[Records taken from a data source]
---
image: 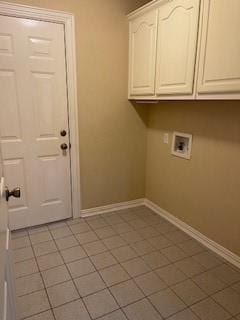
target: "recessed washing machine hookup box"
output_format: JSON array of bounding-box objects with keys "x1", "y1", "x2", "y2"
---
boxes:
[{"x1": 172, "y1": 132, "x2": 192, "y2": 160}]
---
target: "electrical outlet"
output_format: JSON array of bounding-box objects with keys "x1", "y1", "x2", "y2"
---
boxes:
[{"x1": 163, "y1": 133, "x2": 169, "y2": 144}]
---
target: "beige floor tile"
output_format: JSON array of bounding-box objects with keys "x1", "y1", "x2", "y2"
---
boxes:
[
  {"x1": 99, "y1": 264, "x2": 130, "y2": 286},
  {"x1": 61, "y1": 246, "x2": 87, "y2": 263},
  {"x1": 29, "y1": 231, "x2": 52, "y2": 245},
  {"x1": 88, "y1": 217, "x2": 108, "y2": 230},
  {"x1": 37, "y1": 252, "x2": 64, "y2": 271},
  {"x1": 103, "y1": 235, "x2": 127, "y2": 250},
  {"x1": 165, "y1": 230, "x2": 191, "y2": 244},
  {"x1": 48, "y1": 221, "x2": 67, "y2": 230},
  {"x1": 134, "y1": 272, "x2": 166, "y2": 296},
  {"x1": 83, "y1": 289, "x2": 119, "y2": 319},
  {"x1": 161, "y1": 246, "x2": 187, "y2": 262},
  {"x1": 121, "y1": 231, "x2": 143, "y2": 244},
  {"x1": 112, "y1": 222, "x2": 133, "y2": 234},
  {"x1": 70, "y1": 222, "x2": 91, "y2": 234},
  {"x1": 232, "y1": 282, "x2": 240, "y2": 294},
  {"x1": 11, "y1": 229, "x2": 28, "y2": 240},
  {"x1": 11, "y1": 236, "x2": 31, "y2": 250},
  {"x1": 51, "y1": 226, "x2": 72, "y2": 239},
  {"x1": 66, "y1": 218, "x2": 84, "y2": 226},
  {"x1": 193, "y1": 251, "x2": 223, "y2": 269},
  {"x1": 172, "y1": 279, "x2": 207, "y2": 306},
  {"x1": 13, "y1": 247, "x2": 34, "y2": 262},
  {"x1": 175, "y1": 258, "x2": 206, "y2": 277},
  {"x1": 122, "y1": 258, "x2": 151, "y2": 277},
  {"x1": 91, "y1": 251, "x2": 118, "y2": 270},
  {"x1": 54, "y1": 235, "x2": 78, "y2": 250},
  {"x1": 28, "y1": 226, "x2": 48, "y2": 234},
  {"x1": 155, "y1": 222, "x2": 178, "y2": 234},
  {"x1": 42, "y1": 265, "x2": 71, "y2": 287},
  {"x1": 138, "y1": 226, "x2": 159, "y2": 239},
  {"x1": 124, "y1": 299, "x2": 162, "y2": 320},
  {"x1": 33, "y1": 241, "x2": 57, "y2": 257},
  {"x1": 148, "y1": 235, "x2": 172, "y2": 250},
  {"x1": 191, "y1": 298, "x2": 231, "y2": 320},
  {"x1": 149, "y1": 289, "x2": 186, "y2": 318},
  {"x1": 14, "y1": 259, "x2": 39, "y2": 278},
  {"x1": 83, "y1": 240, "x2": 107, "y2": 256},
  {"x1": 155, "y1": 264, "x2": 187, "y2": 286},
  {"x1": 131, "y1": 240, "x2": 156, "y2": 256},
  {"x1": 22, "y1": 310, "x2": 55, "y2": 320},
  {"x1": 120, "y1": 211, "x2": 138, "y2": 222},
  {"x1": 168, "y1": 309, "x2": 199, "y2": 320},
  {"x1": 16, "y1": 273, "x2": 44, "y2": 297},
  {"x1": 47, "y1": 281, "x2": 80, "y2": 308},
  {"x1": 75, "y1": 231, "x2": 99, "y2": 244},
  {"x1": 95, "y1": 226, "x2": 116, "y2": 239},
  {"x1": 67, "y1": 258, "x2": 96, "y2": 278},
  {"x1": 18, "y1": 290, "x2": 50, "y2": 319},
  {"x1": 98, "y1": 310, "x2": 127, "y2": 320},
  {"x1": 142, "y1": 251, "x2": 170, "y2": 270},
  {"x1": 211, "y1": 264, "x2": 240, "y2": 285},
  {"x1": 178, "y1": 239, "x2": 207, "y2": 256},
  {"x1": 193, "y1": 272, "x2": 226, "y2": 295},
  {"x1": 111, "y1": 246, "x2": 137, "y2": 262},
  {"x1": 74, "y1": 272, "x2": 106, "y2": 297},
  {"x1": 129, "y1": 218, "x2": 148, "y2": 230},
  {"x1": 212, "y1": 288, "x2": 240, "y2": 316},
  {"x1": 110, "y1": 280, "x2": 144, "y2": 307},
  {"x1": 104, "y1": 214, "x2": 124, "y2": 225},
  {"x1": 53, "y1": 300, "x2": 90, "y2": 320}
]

__Given problem__
Identify every line in the items above that contains the string "target" and copy each one in full. Matching is case-sensitive.

__Completed task__
target: "recessed washing machine hookup box"
target: "electrical outlet"
target: "beige floor tile"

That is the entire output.